• [Task requirements]: Render the material, from the line containing "[output] one dot per instance, form <point>341,85</point>." through the end of the material, as a Markdown table with the columns Row and Line, giving each line a row number and skipping blank lines. Omit the pictures.

Source data:
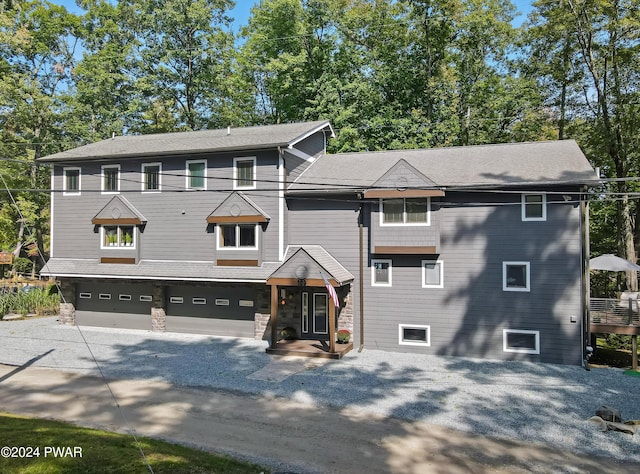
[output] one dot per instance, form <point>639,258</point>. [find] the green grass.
<point>103,452</point>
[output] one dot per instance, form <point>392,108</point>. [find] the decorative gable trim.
<point>309,264</point>
<point>237,208</point>
<point>403,180</point>
<point>119,211</point>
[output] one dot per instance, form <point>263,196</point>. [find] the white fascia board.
<point>311,132</point>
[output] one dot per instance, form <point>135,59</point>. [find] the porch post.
<point>332,325</point>
<point>274,316</point>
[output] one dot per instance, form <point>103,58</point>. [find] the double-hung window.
<point>196,174</point>
<point>516,276</point>
<point>151,175</point>
<point>71,183</point>
<point>118,236</point>
<point>242,236</point>
<point>405,211</point>
<point>534,207</point>
<point>111,179</point>
<point>432,273</point>
<point>244,173</point>
<point>381,272</point>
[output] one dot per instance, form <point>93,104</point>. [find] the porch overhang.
<point>309,266</point>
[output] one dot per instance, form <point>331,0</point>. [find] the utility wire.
<point>84,339</point>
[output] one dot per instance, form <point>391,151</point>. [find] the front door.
<point>315,316</point>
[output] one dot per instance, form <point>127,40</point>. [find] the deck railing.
<point>615,311</point>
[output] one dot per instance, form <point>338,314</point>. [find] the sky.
<point>241,12</point>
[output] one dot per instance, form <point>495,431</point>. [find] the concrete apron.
<point>279,433</point>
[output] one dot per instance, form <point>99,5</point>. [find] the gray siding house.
<point>467,251</point>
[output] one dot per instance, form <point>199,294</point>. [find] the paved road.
<point>283,434</point>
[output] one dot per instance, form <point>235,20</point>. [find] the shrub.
<point>289,333</point>
<point>38,301</point>
<point>343,335</point>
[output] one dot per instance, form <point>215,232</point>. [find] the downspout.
<point>361,275</point>
<point>587,350</point>
<point>281,188</point>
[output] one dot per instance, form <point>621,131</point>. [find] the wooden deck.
<point>615,328</point>
<point>310,348</point>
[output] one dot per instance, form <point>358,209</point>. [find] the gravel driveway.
<point>513,400</point>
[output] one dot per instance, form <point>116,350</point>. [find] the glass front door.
<point>315,316</point>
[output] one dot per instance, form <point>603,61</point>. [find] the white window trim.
<point>401,340</point>
<point>237,247</point>
<point>524,207</point>
<point>235,172</point>
<point>188,176</point>
<point>118,247</point>
<point>144,181</point>
<point>102,183</point>
<point>373,271</point>
<point>504,276</point>
<point>64,181</point>
<point>520,350</point>
<point>404,215</point>
<point>424,273</point>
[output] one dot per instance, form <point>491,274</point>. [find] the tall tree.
<point>180,55</point>
<point>39,44</point>
<point>601,41</point>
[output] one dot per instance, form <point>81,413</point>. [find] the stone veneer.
<point>158,312</point>
<point>68,289</point>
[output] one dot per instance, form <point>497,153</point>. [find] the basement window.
<point>521,341</point>
<point>414,335</point>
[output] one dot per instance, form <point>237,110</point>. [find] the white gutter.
<point>281,185</point>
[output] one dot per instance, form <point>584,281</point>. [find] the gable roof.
<point>118,211</point>
<point>237,208</point>
<point>244,138</point>
<point>311,262</point>
<point>512,164</point>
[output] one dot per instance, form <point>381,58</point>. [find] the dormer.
<point>402,223</point>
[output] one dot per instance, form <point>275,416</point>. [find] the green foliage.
<point>38,301</point>
<point>22,265</point>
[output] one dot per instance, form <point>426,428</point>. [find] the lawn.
<point>56,447</point>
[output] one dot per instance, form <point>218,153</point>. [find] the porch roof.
<point>311,263</point>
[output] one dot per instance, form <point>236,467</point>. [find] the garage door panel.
<point>212,326</point>
<point>114,298</point>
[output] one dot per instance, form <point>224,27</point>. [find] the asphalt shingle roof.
<point>485,165</point>
<point>245,138</point>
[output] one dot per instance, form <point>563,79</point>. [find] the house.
<point>468,251</point>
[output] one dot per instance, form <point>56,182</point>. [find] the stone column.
<point>158,309</point>
<point>68,288</point>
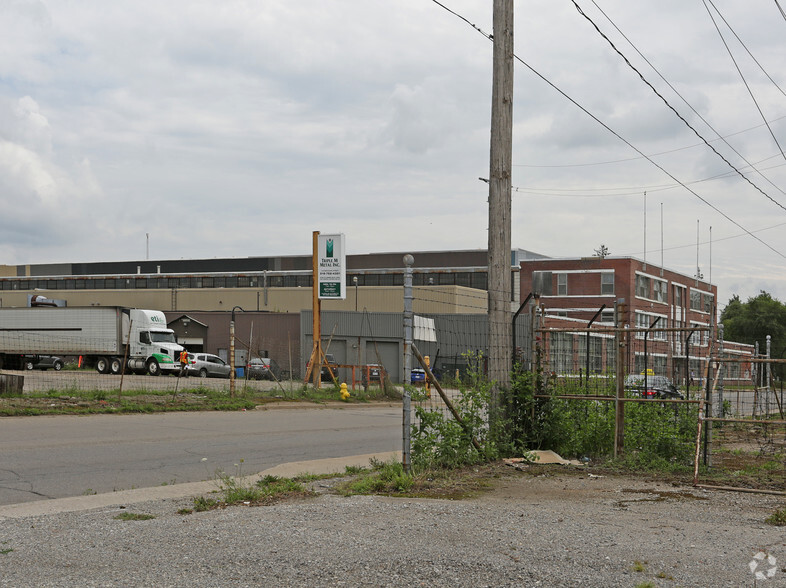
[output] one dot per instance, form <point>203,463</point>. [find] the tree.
<point>750,322</point>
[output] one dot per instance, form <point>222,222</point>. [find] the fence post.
<point>405,450</point>
<point>769,380</point>
<point>619,406</point>
<point>719,375</point>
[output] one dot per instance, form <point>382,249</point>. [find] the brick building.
<point>577,291</point>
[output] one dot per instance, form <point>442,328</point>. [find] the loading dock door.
<point>388,353</point>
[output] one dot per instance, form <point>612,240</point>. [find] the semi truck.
<point>105,337</point>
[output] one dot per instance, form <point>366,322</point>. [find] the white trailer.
<point>104,336</point>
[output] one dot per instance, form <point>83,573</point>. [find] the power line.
<point>674,110</point>
<point>613,132</point>
<point>739,71</point>
<point>783,14</point>
<point>688,104</point>
<point>633,190</point>
<point>667,152</point>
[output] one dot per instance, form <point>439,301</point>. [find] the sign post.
<point>332,267</point>
<point>329,267</point>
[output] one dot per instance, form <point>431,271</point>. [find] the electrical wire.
<point>697,113</point>
<point>613,132</point>
<point>674,110</point>
<point>660,152</point>
<point>783,14</point>
<point>739,71</point>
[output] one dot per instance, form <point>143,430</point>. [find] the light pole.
<point>232,353</point>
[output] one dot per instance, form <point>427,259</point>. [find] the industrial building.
<point>270,300</point>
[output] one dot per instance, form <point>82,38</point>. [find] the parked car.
<point>259,368</point>
<point>657,387</point>
<point>207,365</point>
<point>43,362</point>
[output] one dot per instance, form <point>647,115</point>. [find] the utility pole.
<point>499,262</point>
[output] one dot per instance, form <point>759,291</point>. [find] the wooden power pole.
<point>499,262</point>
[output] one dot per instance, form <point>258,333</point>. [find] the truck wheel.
<point>115,365</point>
<point>153,368</point>
<point>102,365</point>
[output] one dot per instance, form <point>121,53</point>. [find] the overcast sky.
<point>235,129</point>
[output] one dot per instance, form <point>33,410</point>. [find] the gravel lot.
<point>553,529</point>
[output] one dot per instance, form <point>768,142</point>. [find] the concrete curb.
<point>175,491</point>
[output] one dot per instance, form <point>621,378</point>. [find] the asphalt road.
<point>56,457</point>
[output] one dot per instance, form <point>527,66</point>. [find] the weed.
<point>778,518</point>
<point>133,516</point>
<point>385,478</point>
<point>638,566</point>
<point>275,486</point>
<point>234,489</point>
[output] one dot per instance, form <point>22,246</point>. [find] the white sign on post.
<point>331,267</point>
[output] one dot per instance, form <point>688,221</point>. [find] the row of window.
<point>477,280</point>
<point>543,284</point>
<point>655,289</point>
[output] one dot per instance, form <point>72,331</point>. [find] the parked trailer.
<point>104,336</point>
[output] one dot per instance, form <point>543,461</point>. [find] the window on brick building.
<point>659,290</point>
<point>695,300</point>
<point>679,296</point>
<point>642,286</point>
<point>562,284</point>
<point>607,283</point>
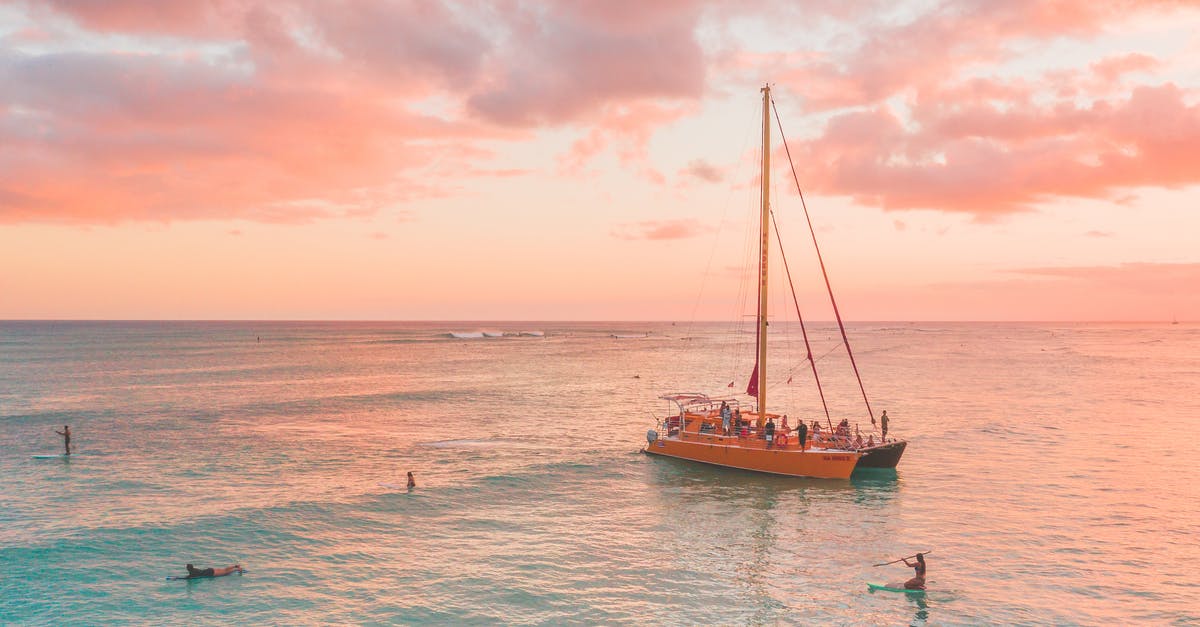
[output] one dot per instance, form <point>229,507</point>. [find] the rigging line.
<point>808,347</point>
<point>795,369</point>
<point>821,261</point>
<point>712,252</point>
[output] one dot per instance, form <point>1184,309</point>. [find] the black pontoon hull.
<point>883,455</point>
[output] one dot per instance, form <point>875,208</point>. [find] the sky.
<point>597,159</point>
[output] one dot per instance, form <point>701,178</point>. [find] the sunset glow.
<point>592,160</point>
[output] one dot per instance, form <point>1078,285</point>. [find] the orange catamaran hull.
<point>787,460</point>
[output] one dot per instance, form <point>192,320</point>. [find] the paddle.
<point>903,559</point>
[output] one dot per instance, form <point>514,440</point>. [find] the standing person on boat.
<point>66,439</point>
<point>918,580</point>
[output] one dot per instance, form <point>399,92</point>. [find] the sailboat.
<point>756,439</point>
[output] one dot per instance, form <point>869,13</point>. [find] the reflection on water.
<point>533,503</point>
<point>922,616</point>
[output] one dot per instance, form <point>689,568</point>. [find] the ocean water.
<point>1051,470</point>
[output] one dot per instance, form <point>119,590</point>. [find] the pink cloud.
<point>985,160</point>
<point>569,59</point>
<point>703,171</point>
<point>661,230</point>
<point>309,109</point>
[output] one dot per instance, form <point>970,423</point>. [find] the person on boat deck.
<point>918,580</point>
<point>195,573</point>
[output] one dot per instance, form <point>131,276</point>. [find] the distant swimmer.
<point>918,580</point>
<point>66,437</point>
<point>197,573</point>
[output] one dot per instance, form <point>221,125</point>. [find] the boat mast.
<point>763,239</point>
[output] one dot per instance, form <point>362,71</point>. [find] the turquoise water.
<point>1050,470</point>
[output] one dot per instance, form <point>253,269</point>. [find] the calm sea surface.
<point>1051,469</point>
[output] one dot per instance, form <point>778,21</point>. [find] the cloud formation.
<point>661,230</point>
<point>300,109</point>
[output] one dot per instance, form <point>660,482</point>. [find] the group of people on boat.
<point>841,436</point>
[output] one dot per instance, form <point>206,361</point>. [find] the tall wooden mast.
<point>763,239</point>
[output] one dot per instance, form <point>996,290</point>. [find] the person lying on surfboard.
<point>918,581</point>
<point>196,573</point>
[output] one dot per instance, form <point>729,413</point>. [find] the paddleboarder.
<point>66,439</point>
<point>196,573</point>
<point>918,580</point>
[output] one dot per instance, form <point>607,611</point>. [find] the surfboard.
<point>185,578</point>
<point>893,587</point>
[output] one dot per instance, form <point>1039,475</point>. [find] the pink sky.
<point>594,160</point>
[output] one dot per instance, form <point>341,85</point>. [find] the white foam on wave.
<point>466,443</point>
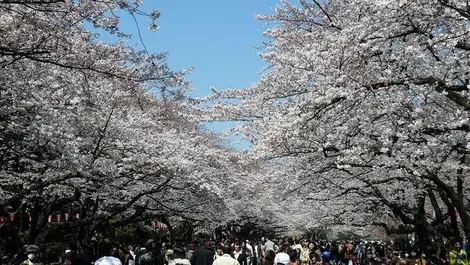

• [Expected answer]:
| Row | Line |
|---|---|
| 1 | [output] one dot per instance, form <point>341,85</point>. [find] the white foam on wave. |
| 2 | <point>466,443</point> |